# TASK BRIEF
Give every line back verbatim, dropping all images.

# MATERIAL FOR THIS TASK

++++++++++++++++++++

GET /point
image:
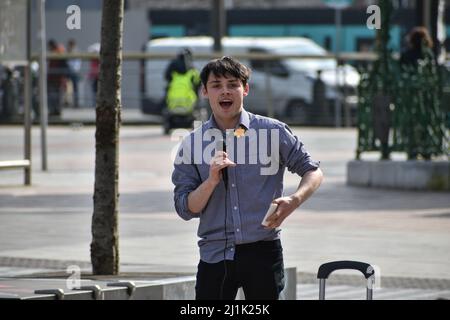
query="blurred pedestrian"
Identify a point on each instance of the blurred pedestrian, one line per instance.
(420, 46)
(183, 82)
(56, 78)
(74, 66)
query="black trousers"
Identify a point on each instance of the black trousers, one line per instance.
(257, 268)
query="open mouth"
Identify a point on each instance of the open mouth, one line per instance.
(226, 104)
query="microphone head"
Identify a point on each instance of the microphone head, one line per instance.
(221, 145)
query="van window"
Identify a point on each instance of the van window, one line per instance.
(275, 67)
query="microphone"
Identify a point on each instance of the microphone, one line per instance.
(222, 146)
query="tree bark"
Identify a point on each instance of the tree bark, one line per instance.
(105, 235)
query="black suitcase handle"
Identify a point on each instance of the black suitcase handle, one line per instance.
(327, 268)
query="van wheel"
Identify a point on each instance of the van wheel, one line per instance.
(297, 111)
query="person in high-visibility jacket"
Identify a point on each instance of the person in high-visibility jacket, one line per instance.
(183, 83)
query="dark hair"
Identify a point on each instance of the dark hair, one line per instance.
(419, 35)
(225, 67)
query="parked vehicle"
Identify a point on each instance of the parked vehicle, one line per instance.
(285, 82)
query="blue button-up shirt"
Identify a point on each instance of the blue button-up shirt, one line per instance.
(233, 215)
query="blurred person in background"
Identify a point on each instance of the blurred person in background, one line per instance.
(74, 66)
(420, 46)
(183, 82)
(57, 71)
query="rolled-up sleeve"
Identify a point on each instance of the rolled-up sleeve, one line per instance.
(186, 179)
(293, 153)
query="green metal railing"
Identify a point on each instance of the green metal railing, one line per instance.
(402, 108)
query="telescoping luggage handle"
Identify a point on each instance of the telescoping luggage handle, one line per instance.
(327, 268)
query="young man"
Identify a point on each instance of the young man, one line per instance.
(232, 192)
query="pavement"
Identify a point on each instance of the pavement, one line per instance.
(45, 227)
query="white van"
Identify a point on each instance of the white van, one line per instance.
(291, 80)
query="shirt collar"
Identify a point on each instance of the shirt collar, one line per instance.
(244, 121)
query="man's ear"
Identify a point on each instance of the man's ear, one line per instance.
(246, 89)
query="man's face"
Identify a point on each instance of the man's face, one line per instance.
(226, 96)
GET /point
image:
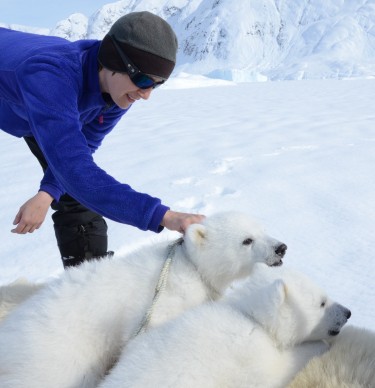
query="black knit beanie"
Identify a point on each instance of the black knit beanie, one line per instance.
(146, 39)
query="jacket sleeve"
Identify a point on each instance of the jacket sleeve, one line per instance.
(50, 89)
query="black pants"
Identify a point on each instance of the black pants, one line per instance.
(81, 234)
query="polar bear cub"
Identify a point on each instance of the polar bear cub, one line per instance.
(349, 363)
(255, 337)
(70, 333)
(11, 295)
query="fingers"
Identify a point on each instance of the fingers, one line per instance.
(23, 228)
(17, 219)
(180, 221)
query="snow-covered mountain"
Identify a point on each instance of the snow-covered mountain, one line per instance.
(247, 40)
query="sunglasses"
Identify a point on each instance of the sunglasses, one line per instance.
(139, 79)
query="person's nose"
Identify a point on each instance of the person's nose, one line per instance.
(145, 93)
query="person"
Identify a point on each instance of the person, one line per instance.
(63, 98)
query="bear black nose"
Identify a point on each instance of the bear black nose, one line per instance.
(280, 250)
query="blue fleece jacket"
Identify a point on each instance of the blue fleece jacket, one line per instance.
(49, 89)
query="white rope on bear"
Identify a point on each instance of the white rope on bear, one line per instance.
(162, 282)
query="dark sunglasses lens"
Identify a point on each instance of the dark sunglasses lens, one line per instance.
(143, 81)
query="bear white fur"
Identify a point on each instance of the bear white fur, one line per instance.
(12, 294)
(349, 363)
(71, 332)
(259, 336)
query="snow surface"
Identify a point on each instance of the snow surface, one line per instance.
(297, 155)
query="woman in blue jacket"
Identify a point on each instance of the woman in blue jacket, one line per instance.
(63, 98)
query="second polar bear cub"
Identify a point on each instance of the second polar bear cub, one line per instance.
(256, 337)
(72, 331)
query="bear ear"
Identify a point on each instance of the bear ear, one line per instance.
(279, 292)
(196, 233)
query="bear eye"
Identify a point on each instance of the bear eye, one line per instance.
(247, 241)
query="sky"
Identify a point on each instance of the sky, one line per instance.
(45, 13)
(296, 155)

++++++++++++++++++++

# EXERCISE ANSWER
GET /point
image:
query="blurred pedestrian"
Identify a point on each instance of the blurred pedestrian, one line per instance.
(420, 46)
(183, 82)
(56, 78)
(74, 66)
query="black trousers"
Identify a point on each instance of the black trousers, one line per instance.
(257, 268)
query="open mouth"
Identify a point on each instance of the open mouth, one line per instance.
(226, 104)
query="microphone head"
Identify a point on each instance of the microphone head, one line per instance.
(221, 145)
query="van window"
Identify a point on each instance of the van window, one line per instance.
(275, 67)
query="microphone"
Identify a point on each instance of the microphone, one line per instance.
(222, 146)
query="tree bark"
Identify a point on each instance of the tree bark, one line per instance.
(105, 235)
query="black suitcase handle"
Identify a point on each instance of the black suitcase handle, one line per instance.
(327, 268)
query="van wheel"
Identify a point on each instance of the van wheel, one line per instance.
(297, 111)
query="person in high-visibility jacket"
Identify a point on each instance of the person in high-visibility jacket, one line per instance.
(183, 83)
query="dark hair"
Identify a point on each instance of the dark hair, one line per instance.
(419, 35)
(225, 67)
query="parked vehicle"
Identify a point on each instance of the parked vehicle, one line per instance.
(285, 82)
query="blue button-up shirt"
Identify a point on each instance of the blue button-up shirt, one line per instance.
(233, 215)
query="blurred person in background"
Identify a point on each instance of the blurred person in background, one line per instance.
(74, 66)
(420, 46)
(183, 82)
(57, 71)
query="rolled-up sleeve"
Identify a point on each instance of the rolled-up sleeve, one line per instance.
(186, 179)
(293, 153)
query="green metal railing"
Identify a point on each instance of the green metal railing, one line per instance.
(402, 108)
query="telescoping luggage handle"
Identify a point on each instance of the telescoping luggage handle, one line per instance.
(327, 268)
query="young man"
Identify a point on each instance of the young man, one line per instance.
(232, 192)
query="pavement"
Identify a point on each instance of the pavement, one line per instance.
(45, 227)
query="white van"
Identify a point on each instance of the white van, one line per instance.
(291, 80)
query="shirt collar"
Identify a point on each instance of the shirt collar, one line per instance.
(244, 121)
query="man's ear"
Identify a point on each instance of the man's ear, one line per instance.
(246, 89)
query="man's face"
Identify a point on each instance of the man's face, one line per instance.
(226, 96)
GET /point
image:
query="black knit beanie"
Identify a point on each instance of the black knit beanie, one line per instance.
(146, 39)
query="jacket sleeve"
Identify a point on each instance of the jacket sleeve, one line per instance.
(50, 89)
query="black pants"
Identify a point on each instance of the black pants, one line per instance.
(81, 234)
query="polar bear cub"
Identify a point on each instance of the polar bear cub, one line per instance.
(349, 363)
(255, 337)
(70, 333)
(11, 295)
query="fingers"
Identify a point on each instance of the fingers, one line per instance.
(23, 228)
(17, 219)
(180, 221)
query="snow-covered mountain"
Identify a point on each instance of the snow-covered mountain, one line per instance.
(247, 40)
query="sunglasses"
Identify a point on each instance of the sunglasses, one line per instance.
(139, 79)
query="person's nose"
Identify a point on each instance of the person's nose, one line per instance.
(145, 93)
query="person"
Identify a point on each instance of the person, one line per instance.
(63, 98)
query="bear black nose"
Identify a point on each instance of the bear black nose, one line per instance.
(280, 250)
query="blue fleece jacket"
Identify a point on each instance of the blue fleece jacket, one line per instance.
(49, 89)
query="white rope on bear"
Identify a point on each instance of the white rope on bear, one line per instance.
(162, 282)
query="dark sunglasses lens"
Identify a point on each instance of the dark sunglasses lens, one line per instance.
(143, 81)
query="bear white fur"
Identify a point on each instance of the bear white fur, one line per instance.
(12, 294)
(349, 363)
(71, 332)
(259, 336)
query="snow surface"
Identify a point on each instance of the snow surface, one line per instance.
(297, 155)
query="woman in blue jacket"
Identify a point on each instance of the woman in blue jacket, one line per instance.
(63, 98)
query="second polar bear cub"
Identify a point on each instance of the second polar bear cub, one line per instance.
(256, 337)
(72, 331)
query="bear ear"
Identify a point on each instance of the bear ear, one line per instance.
(279, 292)
(196, 233)
query="bear eye"
Identify a point on each instance of the bear eye, one line per instance.
(247, 241)
query="sky"
Identify a point on each instance of the sky, one line per instance.
(45, 13)
(296, 155)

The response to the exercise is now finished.